| ACTIVITY |
Since the copy must match the original, write out each record word for word, skipping only the pictures.

───── MATERIAL FOR THIS EXERCISE

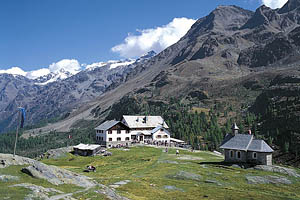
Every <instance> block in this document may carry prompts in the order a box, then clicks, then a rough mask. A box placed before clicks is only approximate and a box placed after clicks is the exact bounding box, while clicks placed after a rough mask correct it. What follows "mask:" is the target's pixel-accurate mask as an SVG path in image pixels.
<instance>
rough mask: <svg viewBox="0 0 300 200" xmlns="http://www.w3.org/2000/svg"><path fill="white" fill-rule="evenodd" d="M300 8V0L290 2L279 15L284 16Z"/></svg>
mask: <svg viewBox="0 0 300 200" xmlns="http://www.w3.org/2000/svg"><path fill="white" fill-rule="evenodd" d="M299 7H300V0H288V2H286V4H285V5H284V6H283V7H282V8H280V9H279V11H278V13H279V14H283V13H287V12H290V11H293V10H295V9H296V8H299Z"/></svg>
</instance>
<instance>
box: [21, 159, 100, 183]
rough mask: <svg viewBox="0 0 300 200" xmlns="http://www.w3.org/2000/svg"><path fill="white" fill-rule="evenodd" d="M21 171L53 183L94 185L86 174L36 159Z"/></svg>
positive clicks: (37, 177) (32, 176)
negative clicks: (41, 162) (53, 165)
mask: <svg viewBox="0 0 300 200" xmlns="http://www.w3.org/2000/svg"><path fill="white" fill-rule="evenodd" d="M22 172H24V173H26V174H28V175H30V176H32V177H35V178H40V179H45V180H47V181H49V182H50V183H52V184H54V185H60V184H74V185H77V186H80V187H94V186H95V185H96V184H95V183H94V182H93V181H91V179H90V178H88V177H86V176H83V175H79V174H76V173H73V172H70V171H68V170H65V169H61V168H59V167H56V166H51V165H46V164H44V163H40V162H38V161H36V162H35V163H34V164H33V165H31V166H28V167H25V168H23V169H22Z"/></svg>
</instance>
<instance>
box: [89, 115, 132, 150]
mask: <svg viewBox="0 0 300 200" xmlns="http://www.w3.org/2000/svg"><path fill="white" fill-rule="evenodd" d="M95 130H96V141H97V143H98V144H100V145H101V146H105V147H113V146H128V145H129V144H130V143H131V134H130V129H129V127H128V126H126V125H125V124H123V123H122V122H120V121H115V120H111V121H106V122H104V123H103V124H101V125H100V126H98V127H96V128H95Z"/></svg>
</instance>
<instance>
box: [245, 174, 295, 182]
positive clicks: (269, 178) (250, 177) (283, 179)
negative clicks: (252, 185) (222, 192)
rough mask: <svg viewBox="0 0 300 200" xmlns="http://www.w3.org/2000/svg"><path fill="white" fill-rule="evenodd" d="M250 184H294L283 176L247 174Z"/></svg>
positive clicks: (246, 179) (248, 179) (247, 179)
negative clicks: (250, 174)
mask: <svg viewBox="0 0 300 200" xmlns="http://www.w3.org/2000/svg"><path fill="white" fill-rule="evenodd" d="M246 180H247V182H248V184H269V183H272V184H292V182H291V181H290V180H289V179H287V178H286V177H283V176H246Z"/></svg>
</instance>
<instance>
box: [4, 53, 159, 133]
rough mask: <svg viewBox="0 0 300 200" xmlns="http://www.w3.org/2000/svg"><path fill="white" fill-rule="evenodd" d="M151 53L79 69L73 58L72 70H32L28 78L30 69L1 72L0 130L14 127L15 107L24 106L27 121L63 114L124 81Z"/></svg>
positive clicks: (38, 121)
mask: <svg viewBox="0 0 300 200" xmlns="http://www.w3.org/2000/svg"><path fill="white" fill-rule="evenodd" d="M151 55H155V53H153V52H151V53H150V54H149V55H144V58H139V59H137V60H135V59H127V60H120V61H108V62H98V63H93V64H91V65H86V66H85V68H84V69H83V70H81V71H80V70H77V69H78V65H79V63H75V64H74V61H72V62H73V64H74V66H75V67H74V68H73V69H72V70H69V71H68V70H65V69H66V68H63V67H61V66H62V64H61V66H60V68H59V69H57V68H58V67H56V68H55V69H54V68H52V69H54V70H52V72H51V70H50V72H49V73H44V75H43V76H40V77H38V78H35V77H34V76H33V75H32V73H31V75H32V76H31V77H28V73H29V72H24V73H23V75H18V74H17V75H16V74H13V73H1V71H0V132H2V131H4V130H9V129H10V128H12V127H15V126H16V119H17V115H16V112H15V111H16V110H17V107H19V106H22V107H25V108H26V110H27V123H28V124H31V123H37V122H39V121H40V120H42V119H45V118H51V117H58V116H62V115H63V114H64V113H66V112H68V111H70V110H72V109H73V108H75V107H76V106H78V105H79V104H82V103H85V102H88V101H91V100H93V99H95V98H96V97H98V96H100V95H101V94H103V93H104V92H106V91H108V90H111V89H112V88H114V87H116V86H118V85H119V84H122V83H123V82H125V81H126V79H127V78H128V77H127V75H128V74H129V73H130V72H131V71H132V70H133V69H134V68H135V67H136V66H138V65H143V64H144V62H147V61H148V59H149V58H150V57H151ZM63 64H64V63H63ZM56 66H57V65H56ZM44 69H45V68H44ZM15 71H17V70H15ZM19 71H20V70H19Z"/></svg>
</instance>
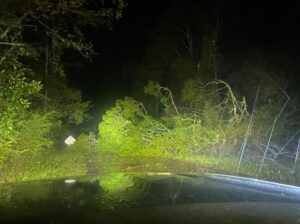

──────────

| RESULT OF THIS TASK |
Every <instance> block in this document may carry prompts in the order a box, then clicks, then a rough mask. A box placed before clicks is only approximate and a box placed after clicks is the exact bounding box, while clicks placed after a rough mask correct it. What follows "mask:" is the target's pixel-accurate mask as an SVG path in image pixels.
<instance>
rough mask: <svg viewBox="0 0 300 200" xmlns="http://www.w3.org/2000/svg"><path fill="white" fill-rule="evenodd" d="M300 8V0L290 2L279 15L284 16Z"/></svg>
mask: <svg viewBox="0 0 300 200" xmlns="http://www.w3.org/2000/svg"><path fill="white" fill-rule="evenodd" d="M299 7H300V0H288V2H286V4H285V5H284V6H283V7H282V8H280V9H279V11H278V13H279V14H283V13H287V12H290V11H293V10H295V9H296V8H299Z"/></svg>
</instance>
<instance>
box: [21, 159, 100, 183]
rough mask: <svg viewBox="0 0 300 200" xmlns="http://www.w3.org/2000/svg"><path fill="white" fill-rule="evenodd" d="M21 171L53 183L94 185L86 174L36 159Z"/></svg>
positive clicks: (37, 177) (32, 176)
negative clicks: (41, 162) (53, 165)
mask: <svg viewBox="0 0 300 200" xmlns="http://www.w3.org/2000/svg"><path fill="white" fill-rule="evenodd" d="M22 172H24V173H26V174H28V175H30V176H32V177H35V178H40V179H45V180H47V181H49V182H50V183H52V184H54V185H60V184H74V185H77V186H80V187H94V186H95V185H96V184H95V183H94V182H93V181H91V179H90V178H88V177H86V176H83V175H79V174H76V173H73V172H70V171H68V170H65V169H61V168H59V167H56V166H51V165H46V164H44V163H40V162H38V161H36V162H35V163H34V164H33V165H31V166H28V167H25V168H23V169H22Z"/></svg>
</instance>
<instance>
box: [89, 115, 132, 150]
mask: <svg viewBox="0 0 300 200" xmlns="http://www.w3.org/2000/svg"><path fill="white" fill-rule="evenodd" d="M95 130H96V141H97V143H98V144H100V145H101V146H105V147H113V146H128V145H129V144H130V143H131V134H130V129H129V127H128V126H126V125H125V124H123V123H122V122H120V121H115V120H111V121H106V122H104V123H103V124H101V125H100V126H98V127H96V128H95Z"/></svg>
</instance>
<instance>
box: [245, 174, 295, 182]
positive clicks: (269, 178) (250, 177) (283, 179)
negative clicks: (252, 185) (222, 192)
rough mask: <svg viewBox="0 0 300 200" xmlns="http://www.w3.org/2000/svg"><path fill="white" fill-rule="evenodd" d="M250 184H294L283 176L247 174Z"/></svg>
positive clicks: (246, 179) (248, 179) (247, 179)
negative clicks: (250, 174)
mask: <svg viewBox="0 0 300 200" xmlns="http://www.w3.org/2000/svg"><path fill="white" fill-rule="evenodd" d="M246 180H247V182H248V184H269V183H272V184H292V182H291V181H290V180H289V179H287V178H286V177H283V176H246Z"/></svg>
</instance>
<instance>
box: [4, 53, 159, 133]
rough mask: <svg viewBox="0 0 300 200" xmlns="http://www.w3.org/2000/svg"><path fill="white" fill-rule="evenodd" d="M151 53L79 69L73 58L72 70H32L28 78L30 69L1 72L0 130L14 127L15 107L24 106L27 121L63 114L124 81Z"/></svg>
positive clicks: (38, 121)
mask: <svg viewBox="0 0 300 200" xmlns="http://www.w3.org/2000/svg"><path fill="white" fill-rule="evenodd" d="M151 55H155V53H153V52H151V53H150V54H149V55H144V58H139V59H137V60H135V59H127V60H120V61H108V62H98V63H93V64H91V65H86V66H85V68H84V69H83V70H81V71H80V70H77V69H78V65H79V63H75V64H74V61H72V62H73V64H74V66H75V67H74V68H73V69H72V70H69V71H68V70H65V69H66V68H63V67H61V66H62V64H61V66H60V68H59V69H57V68H58V67H56V68H55V69H54V68H52V69H54V70H52V72H51V70H50V72H49V73H44V75H43V76H40V77H38V78H35V77H34V76H33V75H32V73H31V75H32V76H31V77H28V73H29V72H24V73H23V75H18V74H17V75H16V74H13V73H1V71H0V132H2V131H4V130H9V129H10V128H12V127H15V126H16V119H17V115H16V112H15V111H16V110H17V107H19V106H22V107H25V108H26V110H27V123H28V124H31V123H37V122H39V121H40V120H42V119H45V118H51V117H58V116H62V115H63V114H64V113H66V112H68V111H70V110H72V109H73V108H75V107H76V106H78V105H79V104H82V103H85V102H88V101H91V100H93V99H95V98H96V97H98V96H100V95H101V94H103V93H104V92H106V91H108V90H111V89H112V88H114V87H116V86H118V85H119V84H122V83H123V82H125V81H126V79H127V78H128V77H127V75H128V74H129V73H130V72H131V71H132V70H133V69H134V68H135V67H136V66H138V65H143V64H144V62H147V61H148V59H149V58H150V57H151ZM63 64H64V63H63ZM56 66H57V65H56ZM44 69H45V68H44ZM15 71H17V70H15ZM19 71H20V70H19Z"/></svg>
</instance>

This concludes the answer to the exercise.